### [SELECTED EXTRACT]
== Segment start ==
A much-ballyhooed report predicts that the borough will become mostly Hispanic by the year 2000, but the numbers don't tell the whole story.
Behind the projection, officials say, are a set of challenges for education and health care posed by diversity and immigration.
"The Bronx is such a mix," said Rep. Jose Serrano (D-South Bronx). "It's an old cliche, but people can learn about each other when given proximity. And if these different ethnic and socioeconomic groups can continue to understand each other, we'll have an opportunity to showcase our borough as a model in how to behave."
The report by the City Planning Department projects that the population of the borough will increase marginally to 1,245,000 by the year 2000, up from 1,204,000 in 1990.
Immigration and births to immigrants will account for most of the increase.
Julia Rivera, a spokeswoman for Lincoln Hospital in Mott Haven, said the expected population growth would increase the demand for pediatric services including immunizations and vaccines, and for women's services, especially pre- and postnatal care.
Since undocumented immigrants tend not to seek medical care until they get very sick, the hospital expects the demand for surgery, emergency-room care and neonatal intensive care to increase, Rivera said.
Immigrants also suffer disproportionately from infectious diseases including TB and AIDS, Rivera said.
As the number of children increases, the borough will need at least 12 new schools, Bob Nolan, budget director for Borough President Fernando Ferrer, told Newsday last May. Borough schools are already among the most overcrowded in the city. And many of the new students will require bilingual instruction.
The Bronx is home to people from countries including Sierre Leone, Jordan and Ethiopia. But most immigrants are and, city planners predict, will continue to be, young people from Latin America and the Caribbean.
Immigration from Asia is also on the rise. "Asians historically have not come to the Bronx," said Joe Salvo of the planning department. But that has been changing.
== Segment end ==
### [WORK TO COMPLETE]
(a) Condense the paragraph of the Bronx population article that begins "As the number of children increases" into a shorter version that keeps its main facts.
(b) Reproduce the Bronx population article between "The Bronx is home" and "has been changing.", inclusive, substituting "young residents" for "young people".
(c) Extend the Bronx population article with new text picking up after its final sentence.

(Items from a data source)
== Segment start ==
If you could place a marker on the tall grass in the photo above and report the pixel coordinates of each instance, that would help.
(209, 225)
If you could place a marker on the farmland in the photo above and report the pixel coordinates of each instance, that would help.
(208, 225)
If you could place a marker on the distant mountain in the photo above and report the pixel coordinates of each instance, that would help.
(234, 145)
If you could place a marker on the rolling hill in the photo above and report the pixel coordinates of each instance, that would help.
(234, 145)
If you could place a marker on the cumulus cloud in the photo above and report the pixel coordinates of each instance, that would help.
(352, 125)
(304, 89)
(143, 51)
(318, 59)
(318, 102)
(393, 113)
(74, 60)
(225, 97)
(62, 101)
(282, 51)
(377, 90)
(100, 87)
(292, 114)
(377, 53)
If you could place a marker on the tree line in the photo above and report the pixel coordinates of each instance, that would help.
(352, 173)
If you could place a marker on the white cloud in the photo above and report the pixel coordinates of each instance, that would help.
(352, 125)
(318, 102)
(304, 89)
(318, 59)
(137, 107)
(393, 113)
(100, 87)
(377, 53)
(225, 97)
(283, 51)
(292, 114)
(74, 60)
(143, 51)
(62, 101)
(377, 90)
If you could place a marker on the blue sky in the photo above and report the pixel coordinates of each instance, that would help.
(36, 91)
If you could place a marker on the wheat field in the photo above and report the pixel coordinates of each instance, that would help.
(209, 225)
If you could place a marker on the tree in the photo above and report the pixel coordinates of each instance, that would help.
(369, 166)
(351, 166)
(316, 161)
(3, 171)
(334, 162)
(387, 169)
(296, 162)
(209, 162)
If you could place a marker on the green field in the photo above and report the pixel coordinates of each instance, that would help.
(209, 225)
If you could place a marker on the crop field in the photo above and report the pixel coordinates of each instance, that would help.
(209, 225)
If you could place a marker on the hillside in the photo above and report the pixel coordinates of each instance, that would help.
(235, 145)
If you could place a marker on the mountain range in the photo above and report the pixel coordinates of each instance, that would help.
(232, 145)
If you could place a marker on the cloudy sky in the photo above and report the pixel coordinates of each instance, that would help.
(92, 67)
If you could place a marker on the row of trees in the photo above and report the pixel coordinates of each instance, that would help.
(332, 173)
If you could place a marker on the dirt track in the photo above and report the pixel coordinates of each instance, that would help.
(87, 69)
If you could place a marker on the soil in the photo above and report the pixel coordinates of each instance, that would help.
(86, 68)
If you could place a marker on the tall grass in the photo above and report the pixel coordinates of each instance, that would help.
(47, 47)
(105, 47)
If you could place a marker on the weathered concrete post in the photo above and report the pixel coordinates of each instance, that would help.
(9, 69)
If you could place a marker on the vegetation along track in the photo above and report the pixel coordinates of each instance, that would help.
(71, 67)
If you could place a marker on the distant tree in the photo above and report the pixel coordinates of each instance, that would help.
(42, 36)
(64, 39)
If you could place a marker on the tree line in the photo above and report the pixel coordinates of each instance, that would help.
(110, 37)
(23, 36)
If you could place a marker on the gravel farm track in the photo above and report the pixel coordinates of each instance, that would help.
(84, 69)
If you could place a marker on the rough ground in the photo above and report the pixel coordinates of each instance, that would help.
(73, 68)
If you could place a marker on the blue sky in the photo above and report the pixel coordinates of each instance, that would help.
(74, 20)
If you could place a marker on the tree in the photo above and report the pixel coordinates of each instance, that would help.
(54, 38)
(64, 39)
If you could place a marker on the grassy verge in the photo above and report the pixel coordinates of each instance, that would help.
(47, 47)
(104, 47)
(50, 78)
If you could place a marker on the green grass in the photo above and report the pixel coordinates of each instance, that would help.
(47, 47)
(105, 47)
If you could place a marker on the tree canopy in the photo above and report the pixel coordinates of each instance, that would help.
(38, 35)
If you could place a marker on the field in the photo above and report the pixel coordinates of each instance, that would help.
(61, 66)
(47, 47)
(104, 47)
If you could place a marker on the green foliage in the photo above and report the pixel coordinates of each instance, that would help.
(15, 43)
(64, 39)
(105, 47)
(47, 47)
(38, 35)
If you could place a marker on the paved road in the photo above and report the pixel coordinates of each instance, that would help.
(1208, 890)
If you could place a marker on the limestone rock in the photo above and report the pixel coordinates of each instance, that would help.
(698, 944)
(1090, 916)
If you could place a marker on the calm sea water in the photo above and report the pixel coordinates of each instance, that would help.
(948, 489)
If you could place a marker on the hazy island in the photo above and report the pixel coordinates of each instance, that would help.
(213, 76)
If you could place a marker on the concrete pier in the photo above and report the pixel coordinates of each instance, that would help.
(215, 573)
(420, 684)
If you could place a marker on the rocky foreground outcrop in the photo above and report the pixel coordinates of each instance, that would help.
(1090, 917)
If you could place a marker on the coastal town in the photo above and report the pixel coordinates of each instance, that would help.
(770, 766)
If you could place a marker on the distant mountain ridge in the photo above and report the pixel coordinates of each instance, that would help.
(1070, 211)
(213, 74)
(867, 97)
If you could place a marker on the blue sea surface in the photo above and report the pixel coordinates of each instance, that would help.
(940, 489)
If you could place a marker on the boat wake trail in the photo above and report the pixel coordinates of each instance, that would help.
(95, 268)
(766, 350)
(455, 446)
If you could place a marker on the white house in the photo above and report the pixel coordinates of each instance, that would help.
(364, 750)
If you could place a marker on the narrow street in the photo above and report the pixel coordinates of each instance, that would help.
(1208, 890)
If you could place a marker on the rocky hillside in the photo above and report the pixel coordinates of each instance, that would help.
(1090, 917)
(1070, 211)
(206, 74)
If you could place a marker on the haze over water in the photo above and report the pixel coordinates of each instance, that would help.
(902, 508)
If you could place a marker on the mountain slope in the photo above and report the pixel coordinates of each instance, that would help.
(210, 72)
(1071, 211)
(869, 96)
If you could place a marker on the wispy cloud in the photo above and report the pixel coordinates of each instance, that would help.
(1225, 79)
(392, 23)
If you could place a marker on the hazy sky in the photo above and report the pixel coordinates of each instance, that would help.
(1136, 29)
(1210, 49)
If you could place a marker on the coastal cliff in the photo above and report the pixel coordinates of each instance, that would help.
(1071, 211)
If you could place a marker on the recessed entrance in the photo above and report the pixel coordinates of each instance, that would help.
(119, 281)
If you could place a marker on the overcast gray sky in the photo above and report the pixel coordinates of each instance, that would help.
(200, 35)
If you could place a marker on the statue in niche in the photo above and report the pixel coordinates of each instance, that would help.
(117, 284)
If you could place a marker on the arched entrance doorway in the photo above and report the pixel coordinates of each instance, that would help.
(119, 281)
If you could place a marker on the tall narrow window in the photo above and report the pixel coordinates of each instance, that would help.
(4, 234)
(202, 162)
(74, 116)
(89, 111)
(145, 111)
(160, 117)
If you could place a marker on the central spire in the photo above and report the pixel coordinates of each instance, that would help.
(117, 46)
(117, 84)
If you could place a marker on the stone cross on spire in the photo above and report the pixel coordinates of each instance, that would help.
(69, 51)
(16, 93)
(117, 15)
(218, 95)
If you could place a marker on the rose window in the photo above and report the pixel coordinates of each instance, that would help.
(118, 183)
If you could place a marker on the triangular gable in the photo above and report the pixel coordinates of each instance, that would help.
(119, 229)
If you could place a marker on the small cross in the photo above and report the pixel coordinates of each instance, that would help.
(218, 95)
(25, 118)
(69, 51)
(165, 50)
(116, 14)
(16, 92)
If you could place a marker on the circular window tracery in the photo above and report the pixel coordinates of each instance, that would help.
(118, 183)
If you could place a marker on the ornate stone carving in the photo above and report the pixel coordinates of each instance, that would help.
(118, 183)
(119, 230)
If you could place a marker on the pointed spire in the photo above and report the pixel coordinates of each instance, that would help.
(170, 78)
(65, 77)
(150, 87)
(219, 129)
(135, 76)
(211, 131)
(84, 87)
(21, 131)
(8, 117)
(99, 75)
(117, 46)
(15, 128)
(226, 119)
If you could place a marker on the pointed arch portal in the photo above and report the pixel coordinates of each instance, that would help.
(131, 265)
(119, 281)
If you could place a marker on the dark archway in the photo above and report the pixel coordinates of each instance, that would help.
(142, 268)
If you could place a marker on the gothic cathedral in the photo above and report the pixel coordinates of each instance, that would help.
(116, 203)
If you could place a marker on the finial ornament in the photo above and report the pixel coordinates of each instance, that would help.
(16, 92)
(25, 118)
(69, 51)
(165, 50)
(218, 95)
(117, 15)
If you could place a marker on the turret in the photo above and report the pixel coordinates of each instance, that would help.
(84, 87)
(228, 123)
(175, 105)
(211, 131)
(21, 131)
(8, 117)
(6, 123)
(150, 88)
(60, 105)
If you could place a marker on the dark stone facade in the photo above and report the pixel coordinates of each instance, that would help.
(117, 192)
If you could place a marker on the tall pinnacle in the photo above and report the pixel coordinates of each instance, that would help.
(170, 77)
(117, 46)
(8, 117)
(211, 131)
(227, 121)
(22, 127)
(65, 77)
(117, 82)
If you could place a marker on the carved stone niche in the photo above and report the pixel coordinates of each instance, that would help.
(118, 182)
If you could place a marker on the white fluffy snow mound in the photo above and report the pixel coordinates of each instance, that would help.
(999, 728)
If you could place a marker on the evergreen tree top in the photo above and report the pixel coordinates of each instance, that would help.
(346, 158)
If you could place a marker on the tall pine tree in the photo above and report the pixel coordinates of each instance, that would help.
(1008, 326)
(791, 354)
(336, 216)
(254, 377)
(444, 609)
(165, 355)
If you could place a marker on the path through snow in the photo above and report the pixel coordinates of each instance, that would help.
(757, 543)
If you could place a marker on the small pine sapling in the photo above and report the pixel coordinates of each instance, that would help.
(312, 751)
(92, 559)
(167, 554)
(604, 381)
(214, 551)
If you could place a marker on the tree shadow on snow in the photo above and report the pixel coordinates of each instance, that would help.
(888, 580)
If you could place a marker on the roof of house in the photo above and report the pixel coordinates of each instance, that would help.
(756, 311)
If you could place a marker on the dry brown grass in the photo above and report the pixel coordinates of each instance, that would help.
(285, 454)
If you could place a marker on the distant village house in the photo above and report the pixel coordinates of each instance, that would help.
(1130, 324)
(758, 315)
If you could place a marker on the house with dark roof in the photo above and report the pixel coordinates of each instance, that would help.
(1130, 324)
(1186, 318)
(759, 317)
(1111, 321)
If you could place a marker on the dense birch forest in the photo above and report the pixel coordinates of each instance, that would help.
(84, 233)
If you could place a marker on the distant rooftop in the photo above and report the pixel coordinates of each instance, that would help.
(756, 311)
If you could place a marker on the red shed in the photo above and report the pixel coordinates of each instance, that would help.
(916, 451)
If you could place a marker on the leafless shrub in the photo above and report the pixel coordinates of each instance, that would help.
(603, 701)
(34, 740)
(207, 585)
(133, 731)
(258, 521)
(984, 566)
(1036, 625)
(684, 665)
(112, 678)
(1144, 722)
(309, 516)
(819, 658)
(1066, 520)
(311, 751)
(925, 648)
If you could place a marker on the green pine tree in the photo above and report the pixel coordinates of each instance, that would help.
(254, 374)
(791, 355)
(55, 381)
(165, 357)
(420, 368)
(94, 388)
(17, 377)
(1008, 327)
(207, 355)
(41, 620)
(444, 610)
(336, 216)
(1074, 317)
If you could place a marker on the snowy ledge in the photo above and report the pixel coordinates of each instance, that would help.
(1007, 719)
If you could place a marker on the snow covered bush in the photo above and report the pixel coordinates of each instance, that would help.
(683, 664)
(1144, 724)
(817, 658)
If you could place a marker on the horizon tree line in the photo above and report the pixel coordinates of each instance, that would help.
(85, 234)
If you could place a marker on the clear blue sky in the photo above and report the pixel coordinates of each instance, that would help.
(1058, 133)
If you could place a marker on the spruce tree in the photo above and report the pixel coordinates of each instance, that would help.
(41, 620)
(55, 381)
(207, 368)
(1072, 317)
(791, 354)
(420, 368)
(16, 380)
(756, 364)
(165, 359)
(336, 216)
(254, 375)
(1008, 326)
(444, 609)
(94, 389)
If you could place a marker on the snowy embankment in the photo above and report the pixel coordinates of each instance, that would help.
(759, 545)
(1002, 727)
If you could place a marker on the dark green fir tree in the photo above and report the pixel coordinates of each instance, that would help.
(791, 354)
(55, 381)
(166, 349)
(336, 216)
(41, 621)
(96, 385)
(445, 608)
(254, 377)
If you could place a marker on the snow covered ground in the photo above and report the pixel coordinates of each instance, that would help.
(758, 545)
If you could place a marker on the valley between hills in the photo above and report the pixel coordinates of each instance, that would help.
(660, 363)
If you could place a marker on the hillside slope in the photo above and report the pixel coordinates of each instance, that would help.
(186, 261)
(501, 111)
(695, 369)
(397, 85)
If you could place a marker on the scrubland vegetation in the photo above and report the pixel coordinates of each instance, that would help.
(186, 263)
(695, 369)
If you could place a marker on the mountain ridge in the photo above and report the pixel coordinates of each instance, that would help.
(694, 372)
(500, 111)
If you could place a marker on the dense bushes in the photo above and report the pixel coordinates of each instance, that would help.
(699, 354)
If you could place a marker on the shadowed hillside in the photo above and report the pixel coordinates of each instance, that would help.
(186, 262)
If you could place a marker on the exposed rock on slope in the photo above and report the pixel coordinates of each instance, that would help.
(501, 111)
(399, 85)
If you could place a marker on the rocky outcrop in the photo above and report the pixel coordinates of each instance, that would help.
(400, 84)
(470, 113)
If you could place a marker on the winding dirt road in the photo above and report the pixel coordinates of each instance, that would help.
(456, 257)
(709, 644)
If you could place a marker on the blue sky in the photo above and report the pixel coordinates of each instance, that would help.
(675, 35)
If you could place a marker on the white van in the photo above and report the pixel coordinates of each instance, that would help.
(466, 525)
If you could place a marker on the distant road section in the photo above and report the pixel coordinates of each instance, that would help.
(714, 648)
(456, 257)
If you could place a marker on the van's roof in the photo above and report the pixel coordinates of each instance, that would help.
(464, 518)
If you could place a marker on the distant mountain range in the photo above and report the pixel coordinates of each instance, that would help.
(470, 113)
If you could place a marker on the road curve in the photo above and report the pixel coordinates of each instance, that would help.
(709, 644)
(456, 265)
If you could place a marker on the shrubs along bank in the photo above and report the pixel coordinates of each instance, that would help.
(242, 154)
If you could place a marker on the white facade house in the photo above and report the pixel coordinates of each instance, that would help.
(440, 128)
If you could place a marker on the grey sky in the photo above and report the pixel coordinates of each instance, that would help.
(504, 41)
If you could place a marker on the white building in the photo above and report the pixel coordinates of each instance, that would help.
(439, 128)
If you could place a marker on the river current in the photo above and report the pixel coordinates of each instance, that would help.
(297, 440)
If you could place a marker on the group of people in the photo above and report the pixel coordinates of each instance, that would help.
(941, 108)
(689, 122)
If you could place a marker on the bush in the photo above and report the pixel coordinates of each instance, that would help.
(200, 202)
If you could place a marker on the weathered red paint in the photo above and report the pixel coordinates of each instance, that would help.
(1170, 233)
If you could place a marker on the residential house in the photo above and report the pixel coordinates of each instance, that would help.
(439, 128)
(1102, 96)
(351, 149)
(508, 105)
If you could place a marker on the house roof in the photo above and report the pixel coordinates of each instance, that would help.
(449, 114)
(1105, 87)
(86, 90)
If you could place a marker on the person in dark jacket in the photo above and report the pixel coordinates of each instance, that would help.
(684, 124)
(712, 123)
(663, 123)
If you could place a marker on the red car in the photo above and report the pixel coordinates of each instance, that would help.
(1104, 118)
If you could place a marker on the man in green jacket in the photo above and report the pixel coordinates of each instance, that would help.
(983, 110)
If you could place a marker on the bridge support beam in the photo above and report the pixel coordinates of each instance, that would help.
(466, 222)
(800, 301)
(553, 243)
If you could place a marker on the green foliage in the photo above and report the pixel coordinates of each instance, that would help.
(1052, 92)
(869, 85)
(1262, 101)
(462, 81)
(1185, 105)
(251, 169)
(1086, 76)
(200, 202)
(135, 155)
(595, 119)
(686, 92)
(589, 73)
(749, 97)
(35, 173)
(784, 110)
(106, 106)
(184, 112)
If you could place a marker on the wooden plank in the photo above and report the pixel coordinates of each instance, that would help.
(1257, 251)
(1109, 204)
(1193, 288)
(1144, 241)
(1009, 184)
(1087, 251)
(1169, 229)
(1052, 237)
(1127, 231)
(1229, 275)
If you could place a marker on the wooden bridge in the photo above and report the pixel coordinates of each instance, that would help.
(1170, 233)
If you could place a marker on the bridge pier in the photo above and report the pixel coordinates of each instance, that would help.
== Segment end ==
### [PER-TASK ANSWERS]
(a) With more children on the way, the Bronx will need at least 12 new schools, Bob Nolan, budget director for Borough President Fernando Ferrer, told Newsday last May. The borough's schools are already among the city's most overcrowded, and many new students will need bilingual instruction.

(b)
The Bronx is home to people from countries including Sierre Leone, Jordan and Ethiopia. But most immigrants are and, city planners predict, will continue to be, young residents from Latin America and the Caribbean.
Immigration from Asia is also on the rise. "Asians historically have not come to the Bronx," said Joe Salvo of the planning department. But that has been changing.

(c)
Hispanics are expected to make up 52 percent of the population of the borough in 2000, up from 43 percent in 1990, the report said. Salvo said births would account for two-thirds of the growth. Immigration -- especially from the Dominican Republic, Honduras and Ecuador -- will produce the rest.
Serrano said Hispanics' majority status in the borough by the millennium might not translate into greater political clout, since many of the new residents might not be eligible to vote. "As the borough grows Hispanic-wise, it may not grow citizen-wise," he said.
The white population of the borough is expected to drop steeply by the turn of the century, to 14 percent from 23 percent, as more whites move out or die than move in or give birth.
The number of blacks in the borough is also projected to decline, slightly -- to 30 percent from 31 percent. More blacks are leaving than are having children.
The Rev. Robert Jeffers, pastor of St. Augustine's Roman Catholic Church in Morrisania for 25 years until 1994, said many blacks had moved to the South. "Many of my parishioners left for North and South Carolina and a few of them went to Queens," he said.
The predictions are based on 1990 Census data, recent birth and death statistics, and moving trends from 1980 and 1990. If the comings and goings in the 90s don't follow the patterns established in the 80s, the year 2000 might not look the way planners expect it to look.
Immigration patterns could shift, and the number of white immigrants remains a "wild card," Salvo said.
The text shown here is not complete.